Text section:
Rooting Contemporary Latinx Witchcraft Narratives in the Latin American Past

Witchcraft has gained popularity in recent years in popular culture, rehashing old narratives about womxn of all races and magic. In this piece I connect the resurgence in these narratives to the case of Latinx and non-white womxn. For example, Alexandria Ocasio Cortéz has been accused of witchcraft by Dave Kubal, president of the Religious Right group Intercessors for America. Kubal stated during a monthly prayer call, “It’s been widely publicized that there is a coven of witches that cast spells on President Trump 24 hours a day, seven days a week. This particular coven is found in the southern portion of New York City.” Kubal's rant harkens back to narratives that have demonized non-White womxn of Latin American origin such as AOC for centuries.  Practices demonized as witchcraft have also been a source of power for marginalized identities as much as the idea of witchcraft has been used as a label to diminish their power.

The roots of witchcraft for Latinx women dates back to the colonial period beginning with the arrival of Columbus to the "New World" and ending with the revolutionary wars against Spanish rule in the 19th century. Two types of witchcraft had been identified by the Inquisition: Brujería was an accusation that identified and stigmatized Afro-descendents in the New World. Spanish inquisitors imagined sects of witches gathered to practice "diabolical idolatry". Hechicería on the other hand was an accusation levelled at individuals that pertained to the use of spells and remedies. Widespread amatory magic was included in the term. In colonial Latin America witchcraft and sexual desire manifested Black female and mulatta agency to participate in hybrid cultural practices. Paula de Eguiluz, who appeared before the Inquisition multiple times in the 1620s and 1630s, and continued to enjoy a successful career as an herbal healer throughout her life, is one famous example. The main character of the Netflix series "Always a Witch" is named Carmen de Eguiluz no doubt in reference to the famed Paula.

Image from the Netflix series "Always a Witch" depicting the main character, Carmen de Eguiluz, a fictional Black witch in Cartagena, Colombia who travels through time to save her white lover. Courtesy of: Author.

Image from the Netflix series "Always a Witch" depicting the main character, Carmen de Eguiluz, a fictional Black witch in Cartagena, Colombia who travels through time to save her white lover. Courtesy of: Author.

Written exercise 1:
Answer these questions from the witchcraft essay:
(a) Who accused Alexandria Ocasio Cortéz of witchcraft, and what group does he lead?
(b) Which of the two Inquisition categories included amatory magic?
(c) In which city is the fictional witch Carmen de Eguiluz set?
The essay and the entries come from unrelated sources.

Material supplied:
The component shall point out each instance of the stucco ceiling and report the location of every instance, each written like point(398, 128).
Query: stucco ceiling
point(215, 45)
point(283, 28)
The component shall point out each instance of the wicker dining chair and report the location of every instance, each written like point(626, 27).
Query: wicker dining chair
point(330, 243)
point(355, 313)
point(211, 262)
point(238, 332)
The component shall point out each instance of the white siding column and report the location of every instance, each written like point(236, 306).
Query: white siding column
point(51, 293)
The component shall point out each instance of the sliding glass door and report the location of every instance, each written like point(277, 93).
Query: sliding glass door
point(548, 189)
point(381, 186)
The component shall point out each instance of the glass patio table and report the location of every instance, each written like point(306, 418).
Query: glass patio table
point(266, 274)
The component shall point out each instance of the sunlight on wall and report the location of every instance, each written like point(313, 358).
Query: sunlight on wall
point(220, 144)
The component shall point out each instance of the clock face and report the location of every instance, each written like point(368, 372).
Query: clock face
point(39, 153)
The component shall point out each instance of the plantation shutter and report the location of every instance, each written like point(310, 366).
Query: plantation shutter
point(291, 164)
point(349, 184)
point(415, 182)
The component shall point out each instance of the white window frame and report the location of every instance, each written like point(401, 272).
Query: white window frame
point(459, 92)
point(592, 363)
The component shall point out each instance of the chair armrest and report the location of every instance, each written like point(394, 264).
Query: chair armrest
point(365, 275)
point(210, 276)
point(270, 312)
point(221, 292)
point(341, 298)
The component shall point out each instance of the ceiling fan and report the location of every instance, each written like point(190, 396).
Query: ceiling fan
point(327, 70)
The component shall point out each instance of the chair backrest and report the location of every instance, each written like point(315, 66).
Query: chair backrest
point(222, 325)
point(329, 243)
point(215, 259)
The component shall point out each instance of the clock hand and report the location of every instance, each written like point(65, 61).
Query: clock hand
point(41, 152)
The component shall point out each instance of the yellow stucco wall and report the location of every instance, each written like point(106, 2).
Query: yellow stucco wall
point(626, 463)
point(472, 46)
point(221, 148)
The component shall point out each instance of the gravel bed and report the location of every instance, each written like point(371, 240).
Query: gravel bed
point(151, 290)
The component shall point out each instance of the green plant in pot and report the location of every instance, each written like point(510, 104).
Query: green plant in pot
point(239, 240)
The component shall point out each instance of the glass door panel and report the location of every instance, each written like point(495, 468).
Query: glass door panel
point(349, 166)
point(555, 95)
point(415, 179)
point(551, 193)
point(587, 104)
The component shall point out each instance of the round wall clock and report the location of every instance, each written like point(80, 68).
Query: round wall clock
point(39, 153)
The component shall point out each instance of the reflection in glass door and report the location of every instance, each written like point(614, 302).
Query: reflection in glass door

Written exercise 2: Recast the entries as a JSON list of strings, one string per line and no blank lines, from the line with "The component shall point out each instance of the glass patio" to the line with "point(266, 274)".

Written reply 1:
(a) Dave Kubal, president of the Religious Right group Intercessors for America.
(b) Hechicería.
(c) Cartagena, Colombia.

Written reply 2:
[
  "The component shall point out each instance of the glass patio table and report the location of every instance, each written like point(306, 418).",
  "Query: glass patio table",
  "point(266, 274)"
]